(DATA FOR ANALYSIS)
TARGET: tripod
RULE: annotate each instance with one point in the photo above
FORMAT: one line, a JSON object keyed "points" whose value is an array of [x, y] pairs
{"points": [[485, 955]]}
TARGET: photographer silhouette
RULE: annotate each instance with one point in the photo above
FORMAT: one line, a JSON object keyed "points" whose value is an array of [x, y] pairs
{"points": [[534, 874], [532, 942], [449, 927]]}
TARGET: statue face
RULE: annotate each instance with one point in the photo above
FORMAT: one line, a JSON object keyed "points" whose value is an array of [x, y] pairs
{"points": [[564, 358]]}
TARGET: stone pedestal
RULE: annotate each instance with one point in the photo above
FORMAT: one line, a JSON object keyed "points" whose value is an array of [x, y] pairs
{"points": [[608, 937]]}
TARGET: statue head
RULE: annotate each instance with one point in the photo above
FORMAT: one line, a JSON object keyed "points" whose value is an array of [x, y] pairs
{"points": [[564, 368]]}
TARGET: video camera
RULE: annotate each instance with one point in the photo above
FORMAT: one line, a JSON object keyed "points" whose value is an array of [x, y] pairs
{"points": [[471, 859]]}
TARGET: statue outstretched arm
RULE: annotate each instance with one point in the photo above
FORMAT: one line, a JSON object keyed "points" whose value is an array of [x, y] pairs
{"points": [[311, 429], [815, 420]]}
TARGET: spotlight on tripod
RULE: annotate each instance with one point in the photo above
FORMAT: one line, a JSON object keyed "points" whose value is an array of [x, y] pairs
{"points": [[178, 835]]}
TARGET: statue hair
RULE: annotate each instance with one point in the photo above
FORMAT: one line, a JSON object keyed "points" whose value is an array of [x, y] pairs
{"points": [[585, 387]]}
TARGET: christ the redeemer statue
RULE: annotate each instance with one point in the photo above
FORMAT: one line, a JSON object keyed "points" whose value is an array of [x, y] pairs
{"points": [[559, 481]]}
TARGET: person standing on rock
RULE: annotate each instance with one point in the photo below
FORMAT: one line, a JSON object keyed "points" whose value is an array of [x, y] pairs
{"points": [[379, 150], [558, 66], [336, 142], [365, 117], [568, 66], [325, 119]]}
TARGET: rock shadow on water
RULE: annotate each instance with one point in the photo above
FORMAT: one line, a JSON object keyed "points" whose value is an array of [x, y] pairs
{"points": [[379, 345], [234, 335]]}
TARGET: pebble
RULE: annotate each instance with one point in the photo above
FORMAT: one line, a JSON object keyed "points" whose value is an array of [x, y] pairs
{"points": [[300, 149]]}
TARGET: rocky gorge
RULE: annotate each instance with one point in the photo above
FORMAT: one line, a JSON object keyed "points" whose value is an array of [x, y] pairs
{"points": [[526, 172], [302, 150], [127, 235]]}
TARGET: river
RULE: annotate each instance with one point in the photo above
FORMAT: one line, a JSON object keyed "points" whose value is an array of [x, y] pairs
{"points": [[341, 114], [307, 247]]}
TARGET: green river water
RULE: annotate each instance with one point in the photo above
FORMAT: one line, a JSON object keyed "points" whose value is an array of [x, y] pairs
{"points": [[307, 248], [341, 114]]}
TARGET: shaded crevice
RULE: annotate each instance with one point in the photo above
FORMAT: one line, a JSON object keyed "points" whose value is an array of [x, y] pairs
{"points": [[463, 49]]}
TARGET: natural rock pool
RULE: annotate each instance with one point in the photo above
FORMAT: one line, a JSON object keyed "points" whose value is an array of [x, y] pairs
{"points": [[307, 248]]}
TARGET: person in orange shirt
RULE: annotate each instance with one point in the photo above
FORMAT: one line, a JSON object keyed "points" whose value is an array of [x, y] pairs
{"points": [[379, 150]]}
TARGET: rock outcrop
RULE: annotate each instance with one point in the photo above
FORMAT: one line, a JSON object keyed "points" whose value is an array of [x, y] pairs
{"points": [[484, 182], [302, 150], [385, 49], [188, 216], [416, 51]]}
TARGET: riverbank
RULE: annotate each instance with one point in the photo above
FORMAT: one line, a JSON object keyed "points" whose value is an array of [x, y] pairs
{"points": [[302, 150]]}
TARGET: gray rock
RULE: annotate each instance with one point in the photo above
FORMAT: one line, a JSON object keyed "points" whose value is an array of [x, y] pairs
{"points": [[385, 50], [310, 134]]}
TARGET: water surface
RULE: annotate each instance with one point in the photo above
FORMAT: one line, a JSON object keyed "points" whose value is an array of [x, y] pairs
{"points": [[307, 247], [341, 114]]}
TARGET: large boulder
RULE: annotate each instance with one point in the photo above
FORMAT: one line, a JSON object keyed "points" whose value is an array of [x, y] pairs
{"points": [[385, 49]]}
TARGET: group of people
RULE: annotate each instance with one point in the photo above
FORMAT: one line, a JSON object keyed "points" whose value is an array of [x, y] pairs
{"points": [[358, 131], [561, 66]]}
(End DATA FOR ANALYSIS)
• _PROBLEM_
Every line with "tripod" in it should be copied from the entries above.

• _EXERCISE RESULT_
TARGET: tripod
TARGET: spotlight on tripod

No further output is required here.